*Directions*
Omit the pictures from the listing below and print every remaining entry verbatim.

*The records*

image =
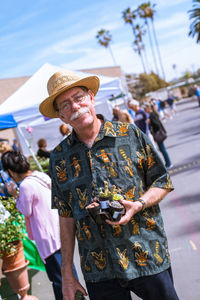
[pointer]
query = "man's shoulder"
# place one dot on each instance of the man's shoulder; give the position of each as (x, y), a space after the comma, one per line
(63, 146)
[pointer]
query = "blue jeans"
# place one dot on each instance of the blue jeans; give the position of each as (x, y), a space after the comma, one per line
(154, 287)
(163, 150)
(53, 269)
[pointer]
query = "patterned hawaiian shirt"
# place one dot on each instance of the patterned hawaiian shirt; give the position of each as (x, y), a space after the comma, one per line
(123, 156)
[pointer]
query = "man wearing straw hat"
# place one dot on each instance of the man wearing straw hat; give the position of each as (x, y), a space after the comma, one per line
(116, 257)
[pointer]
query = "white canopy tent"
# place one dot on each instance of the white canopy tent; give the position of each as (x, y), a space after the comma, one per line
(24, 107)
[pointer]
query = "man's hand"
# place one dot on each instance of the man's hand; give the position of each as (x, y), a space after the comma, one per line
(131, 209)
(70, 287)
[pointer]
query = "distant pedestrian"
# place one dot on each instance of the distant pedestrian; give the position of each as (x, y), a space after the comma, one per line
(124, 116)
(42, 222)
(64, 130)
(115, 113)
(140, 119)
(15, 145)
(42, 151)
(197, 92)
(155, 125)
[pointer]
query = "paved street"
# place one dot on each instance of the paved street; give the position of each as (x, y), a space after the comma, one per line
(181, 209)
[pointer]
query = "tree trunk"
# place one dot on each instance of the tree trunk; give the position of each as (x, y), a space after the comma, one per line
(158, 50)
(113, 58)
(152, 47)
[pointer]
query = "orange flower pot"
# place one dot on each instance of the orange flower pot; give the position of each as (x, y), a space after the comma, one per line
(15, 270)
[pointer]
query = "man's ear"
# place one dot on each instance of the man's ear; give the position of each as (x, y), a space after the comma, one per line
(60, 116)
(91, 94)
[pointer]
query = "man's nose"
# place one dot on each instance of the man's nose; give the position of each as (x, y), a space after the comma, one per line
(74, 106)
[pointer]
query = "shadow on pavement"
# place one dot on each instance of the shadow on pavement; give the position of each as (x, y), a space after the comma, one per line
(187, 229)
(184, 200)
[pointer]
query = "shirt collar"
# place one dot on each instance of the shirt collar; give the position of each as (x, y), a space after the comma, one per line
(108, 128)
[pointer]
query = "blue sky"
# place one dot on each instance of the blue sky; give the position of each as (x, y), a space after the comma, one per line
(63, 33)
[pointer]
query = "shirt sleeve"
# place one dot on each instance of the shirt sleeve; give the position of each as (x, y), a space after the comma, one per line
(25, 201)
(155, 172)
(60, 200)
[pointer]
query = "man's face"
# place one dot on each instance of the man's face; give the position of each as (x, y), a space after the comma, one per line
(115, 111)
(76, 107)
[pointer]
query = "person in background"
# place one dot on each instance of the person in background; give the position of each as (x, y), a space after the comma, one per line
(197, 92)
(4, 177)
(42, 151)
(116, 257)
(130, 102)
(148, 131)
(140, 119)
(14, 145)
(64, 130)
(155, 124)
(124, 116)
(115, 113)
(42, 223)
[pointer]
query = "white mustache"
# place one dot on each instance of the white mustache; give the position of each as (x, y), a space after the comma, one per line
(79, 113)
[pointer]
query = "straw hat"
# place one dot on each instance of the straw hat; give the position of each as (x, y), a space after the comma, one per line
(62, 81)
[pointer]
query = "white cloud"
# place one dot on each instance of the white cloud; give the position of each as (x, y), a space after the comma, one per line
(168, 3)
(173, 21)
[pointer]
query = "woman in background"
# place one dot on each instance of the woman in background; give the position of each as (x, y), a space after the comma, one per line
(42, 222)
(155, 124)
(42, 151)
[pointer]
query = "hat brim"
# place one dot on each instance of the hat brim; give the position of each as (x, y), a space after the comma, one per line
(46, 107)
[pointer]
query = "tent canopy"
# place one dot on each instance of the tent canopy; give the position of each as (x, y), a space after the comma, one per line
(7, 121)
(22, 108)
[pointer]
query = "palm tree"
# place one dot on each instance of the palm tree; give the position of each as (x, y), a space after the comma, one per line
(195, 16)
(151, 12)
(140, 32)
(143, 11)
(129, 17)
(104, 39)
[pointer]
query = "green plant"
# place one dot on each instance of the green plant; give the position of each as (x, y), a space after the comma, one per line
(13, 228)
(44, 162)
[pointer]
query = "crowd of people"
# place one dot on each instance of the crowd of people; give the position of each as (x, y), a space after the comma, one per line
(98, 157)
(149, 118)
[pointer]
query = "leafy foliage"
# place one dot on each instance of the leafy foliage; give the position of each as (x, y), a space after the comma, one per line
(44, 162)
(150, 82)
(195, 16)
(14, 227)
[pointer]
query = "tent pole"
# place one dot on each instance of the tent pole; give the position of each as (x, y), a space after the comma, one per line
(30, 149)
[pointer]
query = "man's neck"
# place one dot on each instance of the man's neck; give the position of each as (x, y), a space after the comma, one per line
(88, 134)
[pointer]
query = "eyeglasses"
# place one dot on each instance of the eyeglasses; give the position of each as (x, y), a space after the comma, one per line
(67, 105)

*Exercise solution*
image =
[pointer]
query = "man's shoulder"
# place one dot on each instance of the man's shoulder; give the position of each as (x, y), a space after the comma, one per line
(63, 146)
[pointer]
query = "blue jeans"
# place one dot on each instance of the blue jeans; give the position of each as (x, y), a space after the comma, one per line
(154, 287)
(163, 150)
(53, 269)
[pointer]
query = "patterned hawaiian shirt"
# place one dot on each instance of the patterned hawaiian shirt; give the position of each as (x, y), a space after the comma, one per line
(123, 156)
[pointer]
query = "man wearing straw hat"
# place one dot on each instance of the man wearing straw hat; give the position of each as (x, y), a space after the comma, one per line
(116, 257)
[pointer]
query = "white canopy tent"
# place one dot on each instance of the white canopy tent; give the position of each as (x, y), a space after the comma, one per line
(24, 107)
[pointer]
query = "man's hand"
# place one dot on each instance of the man's hand; give the position of each as (x, y), a space after the comma, one per line
(131, 209)
(70, 287)
[pointer]
query = "distant pedestrian"
# place one dot on each instance of the distant pedestrian; give the position of each as (x, y), a space after the comma, one per line
(124, 116)
(42, 222)
(64, 130)
(115, 113)
(140, 119)
(15, 145)
(42, 151)
(197, 92)
(155, 125)
[pointer]
query = "paved street"
# place one dot on each instance of the paved street; give the position of each as (x, y), a space after the comma, one per line
(181, 209)
[pointer]
query = "tree trunk"
# place one dot on each instance of the tree trunk; give the position of each as (x, y), a space after the comma, one per line
(158, 50)
(113, 58)
(152, 47)
[pointer]
query = "orange flower pot"
# place one dot on each instance of the orange flower pot; give the position of each as (x, y), a space after the comma, one per line
(15, 270)
[pointer]
query = "man's ear"
# place one dot on each instance of the man's ear; give the position of each as (x, y), a space after the comma, one per line
(60, 116)
(91, 94)
[pointer]
query = "man's nose"
# place one dot on each instance of the man's nose; give the position of each as (x, y), a space after the comma, one per line
(74, 106)
[pointer]
query = "shadow on pavement"
# place one dot on each instance of the shadow on pavement; give the position of each as (x, y), a space after the comma, one per line
(187, 229)
(184, 200)
[pointer]
query = "shirt collar"
# place one dot on each instance of the shirt collar; give the position of each as (x, y), a space after the comma, one per line
(108, 128)
[pointer]
query = "blue sky"
# place one dot on each instance of the blue sky; give the position of each as (x, y), a space after the comma, one per line
(63, 33)
[pointer]
query = "shirt sleeve"
# place one dot on each instance of the shirt sleeve; give the position of each as (x, y), a space after the comma, one per line
(25, 201)
(155, 172)
(60, 200)
[pointer]
query = "man's face"
# place one dot on each instance of the man's face; give the position of each as (x, y), a space after the comma, one per line
(115, 111)
(76, 107)
[pointer]
query = "person in background"
# place one dot on each instance of the person in background; give the position of each as (x, y), a space after the comma, one per line
(197, 92)
(4, 177)
(42, 151)
(116, 257)
(130, 102)
(148, 131)
(140, 119)
(14, 145)
(64, 130)
(155, 124)
(124, 116)
(115, 113)
(42, 223)
[pointer]
query = "white mustache"
# place one dot on each instance of the white mustache; give the position of each as (x, y), a space after the comma, one per line
(79, 113)
[pointer]
query = "straw hat"
# place one dot on each instance of the straw hat; give the position of each as (x, y), a space after the comma, one per line
(62, 81)
[pointer]
query = "white cloud"
# place one dot on each instance of the white cloud; give the position of each as (x, y), a space after the comma, one per line
(168, 3)
(173, 21)
[pointer]
query = "woman in background"
# place one dot on each instance of the woman in background; give the position of each as (x, y), a space after the comma, one per line
(42, 222)
(155, 124)
(42, 151)
[pointer]
query = "hat brim"
# place one dot on each instance of the hat brim; give the position of each as (x, y), a space after the comma, one per line
(46, 107)
[pointer]
query = "tent canopy"
# place one dot on each instance of the tent canopy; give the position of each as (x, y), a space after the comma, one per line
(7, 121)
(22, 108)
[pointer]
query = "palm tree"
# place one dot on each instance of the palm tree; give the position of each as (x, y), a space after the comma, one per line
(195, 16)
(151, 12)
(140, 32)
(143, 11)
(129, 17)
(104, 39)
[pointer]
query = "green plant"
# place one dot on each instance of the green plant; give the position of each as (x, y), a space after the comma, one per line
(13, 228)
(44, 162)
[pointer]
query = "crowd of people"
# place one dot on each instance of the crowd of people; give the position of each as (x, y), a space after the comma, one per line
(98, 157)
(149, 118)
[pointer]
query = "leafy foliage"
# place one dot on each instance of the leafy foliage; give the position of each as (x, y), a space after the comma, one per line
(44, 162)
(150, 82)
(195, 16)
(14, 227)
[pointer]
query = "tent pole"
# place one dot on each instance of the tent pole; give the position of each as (x, y), a space after the comma, one per line
(30, 149)
[pointer]
query = "man's neck"
# place one dot on each instance of the man's neck; give the position of each as (x, y), a space after the comma, one per line
(88, 134)
[pointer]
query = "eyeglasses"
# place one dot on each instance of the eyeglasses; give the position of each as (x, y), a space after the comma, one per line
(67, 105)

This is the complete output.